DOCUMENT EXCERPT:
*-*-*

International Journal of Computer Applications |
Foundation of Computer Science (FCS), NY, USA |
Volume 129 - Number 7 |
Year of Publication: 2015 |
Authors: Sanjib Saha, Debashis Nandi |
10.5120/ijca2015906891 |
Sanjib Saha, Debashis Nandi . Data Classification based on Decision Tree, Rule Generation, Bayes and Statistical Methods: An Empirical Comparison. International Journal of Computer Applications. 129, 7 ( November 2015), 36-41. DOI=10.5120/ijca2015906891
In this paper, twenty well known data mining classification methods are applied on ten UCI machine learning medical datasets and the performance of various classification methods are empirically compared while varying the number of categorical and numeric attributes, the types of attributes and the number of instances in datasets. In the performance study, Classification Accuracy (CA), Root Mean Square Error (RMSE) and Area Under Curve (AUC) of Receiver’s Operational Characteristics (ROC) is used as the metric and come up with some findings: (i) performance of classification methods depends upon the type of dataset variables or attributes such as categorical, numeric and both (mixed), (ii) performance of classification methods on categorical attributes is superior than on numeric attributes of a dataset, (iii) classification accuracy, RMSE and AUC of a classification method depends on the number of instances in datasets, (iv) classification performance decreases in case of instances decreases for both categorical as well as numeric datasets, (v) top three classification methods are established after comparing the performance of twenty different classification methods for the categorical, numeric and both (mixed) attribute datasets, (vi) out of these twenty different classification methods Bayes Net, Naïve Bayes, Classification Via Regression, Logistic Regression and Random Forest method performs best on these medical datasets.

*-*-*

(Extracted data entries)
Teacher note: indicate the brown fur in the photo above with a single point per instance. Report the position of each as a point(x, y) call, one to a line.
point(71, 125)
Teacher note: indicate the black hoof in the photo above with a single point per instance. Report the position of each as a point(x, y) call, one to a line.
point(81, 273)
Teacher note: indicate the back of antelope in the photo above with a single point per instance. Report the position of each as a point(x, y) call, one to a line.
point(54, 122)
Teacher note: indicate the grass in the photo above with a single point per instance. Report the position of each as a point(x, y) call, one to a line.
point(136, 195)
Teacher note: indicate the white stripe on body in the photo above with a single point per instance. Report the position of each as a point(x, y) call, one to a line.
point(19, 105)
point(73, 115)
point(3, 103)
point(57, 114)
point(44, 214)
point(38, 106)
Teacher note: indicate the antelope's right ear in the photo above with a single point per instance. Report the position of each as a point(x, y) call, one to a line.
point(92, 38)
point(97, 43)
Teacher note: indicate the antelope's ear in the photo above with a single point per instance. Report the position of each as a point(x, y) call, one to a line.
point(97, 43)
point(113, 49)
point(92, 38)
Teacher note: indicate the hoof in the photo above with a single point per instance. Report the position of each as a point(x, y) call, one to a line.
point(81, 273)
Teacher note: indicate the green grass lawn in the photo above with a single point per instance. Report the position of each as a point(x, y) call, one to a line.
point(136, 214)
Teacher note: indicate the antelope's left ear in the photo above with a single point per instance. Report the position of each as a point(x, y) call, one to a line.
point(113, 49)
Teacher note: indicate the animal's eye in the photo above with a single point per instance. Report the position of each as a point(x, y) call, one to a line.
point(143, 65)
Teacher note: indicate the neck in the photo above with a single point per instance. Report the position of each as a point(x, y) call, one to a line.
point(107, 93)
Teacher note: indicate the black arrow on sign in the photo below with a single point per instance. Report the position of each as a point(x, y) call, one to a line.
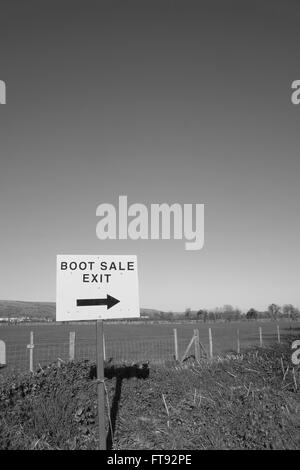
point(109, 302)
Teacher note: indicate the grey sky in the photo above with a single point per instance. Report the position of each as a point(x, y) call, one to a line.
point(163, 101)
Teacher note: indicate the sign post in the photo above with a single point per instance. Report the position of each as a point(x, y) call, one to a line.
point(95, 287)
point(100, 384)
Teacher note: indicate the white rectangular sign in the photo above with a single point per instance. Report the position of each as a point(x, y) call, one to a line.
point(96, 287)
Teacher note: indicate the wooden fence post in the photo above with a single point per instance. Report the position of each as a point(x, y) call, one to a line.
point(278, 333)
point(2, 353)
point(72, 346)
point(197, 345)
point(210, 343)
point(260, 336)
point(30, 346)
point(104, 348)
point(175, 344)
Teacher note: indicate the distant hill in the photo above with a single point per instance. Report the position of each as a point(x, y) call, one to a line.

*-*-*

TASK BRIEF: Copy out the whole journal article listing on data classification methods, word for word.

RESPONSE TO THIS TASK:
International Journal of Computer Applications |
Foundation of Computer Science (FCS), NY, USA |
Volume 129 - Number 7 |
Year of Publication: 2015 |
Authors: Sanjib Saha, Debashis Nandi |
10.5120/ijca2015906891 |
Sanjib Saha, Debashis Nandi . Data Classification based on Decision Tree, Rule Generation, Bayes and Statistical Methods: An Empirical Comparison. International Journal of Computer Applications. 129, 7 ( November 2015), 36-41. DOI=10.5120/ijca2015906891
In this paper, twenty well known data mining classification methods are applied on ten UCI machine learning medical datasets and the performance of various classification methods are empirically compared while varying the number of categorical and numeric attributes, the types of attributes and the number of instances in datasets. In the performance study, Classification Accuracy (CA), Root Mean Square Error (RMSE) and Area Under Curve (AUC) of Receiver’s Operational Characteristics (ROC) is used as the metric and come up with some findings: (i) performance of classification methods depends upon the type of dataset variables or attributes such as categorical, numeric and both (mixed), (ii) performance of classification methods on categorical attributes is superior than on numeric attributes of a dataset, (iii) classification accuracy, RMSE and AUC of a classification method depends on the number of instances in datasets, (iv) classification performance decreases in case of instances decreases for both categorical as well as numeric datasets, (v) top three classification methods are established after comparing the performance of twenty different classification methods for the categorical, numeric and both (mixed) attribute datasets, (vi) out of these twenty different classification methods Bayes Net, Naïve Bayes, Classification Via Regression, Logistic Regression and Random Forest method performs best on these medical datasets.